═══ Selected extract
Sunday, February 19, 2017

Consequences of Overspecialization in Science

Isaac Newton is famous for new ideas that transformed nearly every branch of science after his time. Known best for physics, his development of mathematical concepts set the stage for most of the advancement of the modern world. Other scientists before and after his time provided foundations of their own fields. Back in that time, little was known about complicated natural systems, including the structure of matter, electromagnetism, light, astronomy, biology, weather and climate, and nearly every other field of modern science.



With so little known, it was possible for a few brilliant minds to contribute deeply to our understanding of what ultimately became many different fields. Knowledge has now been accumulating in these fields for decades to centuries.

Today, a student might specialize in biology as an undergraduate, focus on marine biology for a Master's degree, then specialize for a PhD in understanding a type of skin growth on a rare species of sea slug. The newly minted PhD might be the world leader in analysis of that type of skin growth, but the same scientist might know relatively little about other branches of biological sciences. With so many different subfields that have developed out of many different past research projects, the days are long past when anyone can learn the whole of biological or even marine biological sciences.

Many remaining scientific debates relate to concepts that align in between fields. Although scientists working in individual fields may think that their fields are well understood, understanding of concepts at the boundaries between the fields may be less so.

As a professor, my first research proposal I submitted for funding to the National Science Foundation was aimed to better understand how weather signals interact with El NiƱo in the Pacific Ocean. Observations suggested that the condition of the ocean at a given time influences weather events, including windy periods, and that the winds then cause changes in the condition of the ocean.
══════
═══ Excerpted records
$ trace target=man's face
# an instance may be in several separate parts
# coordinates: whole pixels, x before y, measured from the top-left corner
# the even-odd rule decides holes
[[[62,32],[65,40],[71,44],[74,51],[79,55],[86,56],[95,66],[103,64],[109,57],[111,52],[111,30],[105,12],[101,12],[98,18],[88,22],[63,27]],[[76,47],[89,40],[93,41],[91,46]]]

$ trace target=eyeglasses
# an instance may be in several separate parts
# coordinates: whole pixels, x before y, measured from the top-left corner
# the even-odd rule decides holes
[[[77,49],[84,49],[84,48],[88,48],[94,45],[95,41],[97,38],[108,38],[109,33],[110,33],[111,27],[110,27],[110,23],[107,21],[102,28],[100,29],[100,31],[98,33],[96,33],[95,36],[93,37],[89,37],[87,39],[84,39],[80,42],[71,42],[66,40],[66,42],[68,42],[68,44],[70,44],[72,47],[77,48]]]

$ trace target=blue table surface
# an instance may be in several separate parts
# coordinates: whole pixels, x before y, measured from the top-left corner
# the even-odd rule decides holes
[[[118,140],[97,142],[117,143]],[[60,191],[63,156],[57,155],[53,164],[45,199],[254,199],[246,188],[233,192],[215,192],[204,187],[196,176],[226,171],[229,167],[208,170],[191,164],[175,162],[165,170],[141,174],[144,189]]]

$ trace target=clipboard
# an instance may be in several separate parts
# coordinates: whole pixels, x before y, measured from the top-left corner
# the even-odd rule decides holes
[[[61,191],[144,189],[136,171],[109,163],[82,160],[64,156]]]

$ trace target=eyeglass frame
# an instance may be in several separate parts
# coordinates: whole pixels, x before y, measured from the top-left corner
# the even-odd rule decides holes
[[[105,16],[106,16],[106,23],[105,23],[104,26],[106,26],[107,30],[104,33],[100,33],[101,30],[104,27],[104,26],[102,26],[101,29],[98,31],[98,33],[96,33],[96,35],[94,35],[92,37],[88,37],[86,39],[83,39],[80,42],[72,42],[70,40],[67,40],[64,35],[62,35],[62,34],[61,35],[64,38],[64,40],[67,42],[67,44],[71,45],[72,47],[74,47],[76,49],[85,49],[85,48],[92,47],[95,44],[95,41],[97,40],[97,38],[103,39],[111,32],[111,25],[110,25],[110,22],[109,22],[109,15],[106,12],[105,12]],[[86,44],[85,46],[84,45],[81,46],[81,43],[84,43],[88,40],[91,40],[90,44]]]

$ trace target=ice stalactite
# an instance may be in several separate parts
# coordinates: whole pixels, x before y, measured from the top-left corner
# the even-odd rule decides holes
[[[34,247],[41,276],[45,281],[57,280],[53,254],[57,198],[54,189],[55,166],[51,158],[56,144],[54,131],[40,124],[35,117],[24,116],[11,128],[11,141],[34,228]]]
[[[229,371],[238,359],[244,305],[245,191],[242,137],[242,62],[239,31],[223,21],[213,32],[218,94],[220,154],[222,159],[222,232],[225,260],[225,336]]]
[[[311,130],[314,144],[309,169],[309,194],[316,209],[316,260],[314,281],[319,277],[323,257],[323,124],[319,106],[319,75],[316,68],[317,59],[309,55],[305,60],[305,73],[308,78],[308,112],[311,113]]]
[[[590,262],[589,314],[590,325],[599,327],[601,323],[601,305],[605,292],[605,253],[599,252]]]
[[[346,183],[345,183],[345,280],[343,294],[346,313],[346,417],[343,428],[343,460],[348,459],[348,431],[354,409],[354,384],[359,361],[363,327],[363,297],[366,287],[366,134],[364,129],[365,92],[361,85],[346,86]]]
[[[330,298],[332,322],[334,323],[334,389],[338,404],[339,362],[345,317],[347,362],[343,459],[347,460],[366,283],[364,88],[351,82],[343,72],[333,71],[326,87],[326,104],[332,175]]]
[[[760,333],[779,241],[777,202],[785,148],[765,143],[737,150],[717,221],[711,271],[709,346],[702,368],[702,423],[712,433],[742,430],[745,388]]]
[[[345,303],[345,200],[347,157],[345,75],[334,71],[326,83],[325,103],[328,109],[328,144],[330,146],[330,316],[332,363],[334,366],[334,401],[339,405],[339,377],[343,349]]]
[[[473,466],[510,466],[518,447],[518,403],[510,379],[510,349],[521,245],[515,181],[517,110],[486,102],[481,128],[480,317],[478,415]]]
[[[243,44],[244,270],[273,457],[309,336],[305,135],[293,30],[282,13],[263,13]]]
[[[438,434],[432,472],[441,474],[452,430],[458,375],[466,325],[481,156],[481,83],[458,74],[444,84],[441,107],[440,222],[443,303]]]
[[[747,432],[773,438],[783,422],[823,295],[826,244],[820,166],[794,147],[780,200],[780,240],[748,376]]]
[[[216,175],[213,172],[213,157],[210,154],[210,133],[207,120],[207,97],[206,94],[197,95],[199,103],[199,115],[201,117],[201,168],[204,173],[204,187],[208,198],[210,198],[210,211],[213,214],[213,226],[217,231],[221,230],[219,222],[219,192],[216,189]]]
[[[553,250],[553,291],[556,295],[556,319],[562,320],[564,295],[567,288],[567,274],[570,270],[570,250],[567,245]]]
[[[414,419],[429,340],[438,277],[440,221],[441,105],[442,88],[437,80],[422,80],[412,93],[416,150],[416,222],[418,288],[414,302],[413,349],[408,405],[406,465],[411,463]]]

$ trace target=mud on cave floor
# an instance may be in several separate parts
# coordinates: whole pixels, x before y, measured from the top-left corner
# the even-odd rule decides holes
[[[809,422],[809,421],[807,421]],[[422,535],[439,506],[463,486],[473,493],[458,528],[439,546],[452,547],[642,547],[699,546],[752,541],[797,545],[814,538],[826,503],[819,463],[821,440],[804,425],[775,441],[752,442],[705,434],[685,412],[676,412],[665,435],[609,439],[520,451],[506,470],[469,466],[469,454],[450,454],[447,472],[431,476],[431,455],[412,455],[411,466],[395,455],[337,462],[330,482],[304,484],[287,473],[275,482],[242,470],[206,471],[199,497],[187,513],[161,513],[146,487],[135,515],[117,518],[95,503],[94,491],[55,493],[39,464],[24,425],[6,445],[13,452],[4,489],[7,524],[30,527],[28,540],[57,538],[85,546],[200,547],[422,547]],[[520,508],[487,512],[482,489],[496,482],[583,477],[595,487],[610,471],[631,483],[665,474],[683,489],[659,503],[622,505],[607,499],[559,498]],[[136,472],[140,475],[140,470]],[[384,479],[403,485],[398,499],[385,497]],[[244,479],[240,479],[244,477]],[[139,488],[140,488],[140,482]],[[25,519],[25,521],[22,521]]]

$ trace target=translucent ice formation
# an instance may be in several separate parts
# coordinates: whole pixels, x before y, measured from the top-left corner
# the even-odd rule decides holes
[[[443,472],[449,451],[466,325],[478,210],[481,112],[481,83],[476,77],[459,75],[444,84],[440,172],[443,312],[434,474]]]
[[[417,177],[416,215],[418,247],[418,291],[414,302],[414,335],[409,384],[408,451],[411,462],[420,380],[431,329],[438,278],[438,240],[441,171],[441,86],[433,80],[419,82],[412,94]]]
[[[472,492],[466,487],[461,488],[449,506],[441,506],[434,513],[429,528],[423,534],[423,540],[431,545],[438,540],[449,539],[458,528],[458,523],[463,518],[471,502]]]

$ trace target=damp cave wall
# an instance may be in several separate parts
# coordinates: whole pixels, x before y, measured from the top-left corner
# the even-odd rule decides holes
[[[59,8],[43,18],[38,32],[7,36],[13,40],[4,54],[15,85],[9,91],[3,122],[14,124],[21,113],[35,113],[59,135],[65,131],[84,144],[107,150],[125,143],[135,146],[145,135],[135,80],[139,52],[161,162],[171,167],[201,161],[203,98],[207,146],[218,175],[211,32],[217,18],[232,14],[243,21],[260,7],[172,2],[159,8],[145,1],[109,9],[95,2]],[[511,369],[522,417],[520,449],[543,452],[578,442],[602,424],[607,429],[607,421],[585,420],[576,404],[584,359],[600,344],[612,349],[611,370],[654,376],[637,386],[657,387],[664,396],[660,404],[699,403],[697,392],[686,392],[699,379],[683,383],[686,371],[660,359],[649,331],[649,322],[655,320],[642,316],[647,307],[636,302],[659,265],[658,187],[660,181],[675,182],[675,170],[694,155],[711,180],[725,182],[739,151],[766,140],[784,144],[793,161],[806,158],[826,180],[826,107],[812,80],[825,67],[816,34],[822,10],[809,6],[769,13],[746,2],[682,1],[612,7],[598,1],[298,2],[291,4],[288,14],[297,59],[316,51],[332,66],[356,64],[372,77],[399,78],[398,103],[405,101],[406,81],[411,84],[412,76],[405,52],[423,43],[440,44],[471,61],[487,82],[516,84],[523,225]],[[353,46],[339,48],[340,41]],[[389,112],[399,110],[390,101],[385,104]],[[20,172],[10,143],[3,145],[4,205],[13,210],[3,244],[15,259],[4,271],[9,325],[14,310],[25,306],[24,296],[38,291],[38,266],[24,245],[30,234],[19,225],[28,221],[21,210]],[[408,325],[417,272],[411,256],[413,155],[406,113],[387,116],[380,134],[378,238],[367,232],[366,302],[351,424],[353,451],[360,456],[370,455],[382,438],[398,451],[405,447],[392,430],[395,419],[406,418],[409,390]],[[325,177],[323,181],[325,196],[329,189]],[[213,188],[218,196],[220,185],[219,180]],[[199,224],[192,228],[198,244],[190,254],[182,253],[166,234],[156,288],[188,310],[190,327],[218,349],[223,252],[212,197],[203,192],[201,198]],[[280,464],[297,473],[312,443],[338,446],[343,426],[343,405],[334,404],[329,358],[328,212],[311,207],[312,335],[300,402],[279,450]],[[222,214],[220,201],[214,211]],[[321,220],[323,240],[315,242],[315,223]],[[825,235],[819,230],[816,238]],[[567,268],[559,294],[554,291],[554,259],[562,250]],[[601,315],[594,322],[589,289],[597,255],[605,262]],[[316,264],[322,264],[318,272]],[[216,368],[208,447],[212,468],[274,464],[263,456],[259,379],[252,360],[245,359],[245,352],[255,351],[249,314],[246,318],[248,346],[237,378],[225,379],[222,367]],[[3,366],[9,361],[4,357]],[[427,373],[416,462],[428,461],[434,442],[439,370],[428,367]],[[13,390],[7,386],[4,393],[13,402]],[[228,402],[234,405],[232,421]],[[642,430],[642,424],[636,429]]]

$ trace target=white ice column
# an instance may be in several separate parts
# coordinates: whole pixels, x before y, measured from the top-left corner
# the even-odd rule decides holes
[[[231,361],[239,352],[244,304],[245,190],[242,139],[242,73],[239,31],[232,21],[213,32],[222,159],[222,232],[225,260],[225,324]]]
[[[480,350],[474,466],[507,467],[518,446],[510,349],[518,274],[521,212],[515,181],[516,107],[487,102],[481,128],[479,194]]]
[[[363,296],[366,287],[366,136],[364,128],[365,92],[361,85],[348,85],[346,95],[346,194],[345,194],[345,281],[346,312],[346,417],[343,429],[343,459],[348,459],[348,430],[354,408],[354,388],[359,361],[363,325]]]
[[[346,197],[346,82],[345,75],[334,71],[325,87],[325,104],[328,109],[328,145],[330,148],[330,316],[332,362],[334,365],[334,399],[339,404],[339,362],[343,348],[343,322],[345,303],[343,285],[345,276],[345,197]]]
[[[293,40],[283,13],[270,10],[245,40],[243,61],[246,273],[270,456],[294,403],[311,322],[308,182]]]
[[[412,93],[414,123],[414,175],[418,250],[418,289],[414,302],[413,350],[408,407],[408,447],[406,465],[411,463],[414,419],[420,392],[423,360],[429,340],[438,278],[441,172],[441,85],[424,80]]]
══════
List of tasks -
A: Answer these questions from the piece on overspecialization in science.
(i) For which branch of science is Isaac Newton known best?
(ii) In the student example, what does the student focus on for a Master's degree?
(iii) To which agency did the author submit a first research proposal as a professor?
B: Continue the piece on overspecialization in science from its last sentence.
The entries after the text are separate material and have no connection to it.

Task-by-task outputs -
A:
(i) Physics
(ii) Marine biology
(iii) The National Science Foundation

B:
Since my field was closest to atmospheric science, I submitted my proposal to the branch of the NSF that oversees atmospheric dynamics. However, the oceans component of the work necessitated that the proposal also get reviewed by a panel of oceanographers. The atmospheric science reviewers ranked the proposal well, but the oceanographers prevented it from being funded, because they thought my proposed analysis of observational data was not exciting.

Sometimes the subculture of scientists in one field resists changes initiated by scientists who started out in neighboring fields, and it can be difficult for scientists trained in one subfield to gain access to the community in a neighboring field.

Alfred Wegener was a prime example: He was a meteorologist who presented the concept of continental drift to a community of geologists who were clearly not ready for the idea and who on the whole did not accept it until decades later.

Bottom line: In order to make more efficient progress, scientists need to work to speak the languages of neighboring fields when they attempt to solve problems in those fields. They also need to not be quick to reject new ideas suggested by scientists from neighboring fields just because the authors do not know all of the jargon and the history in their own fields.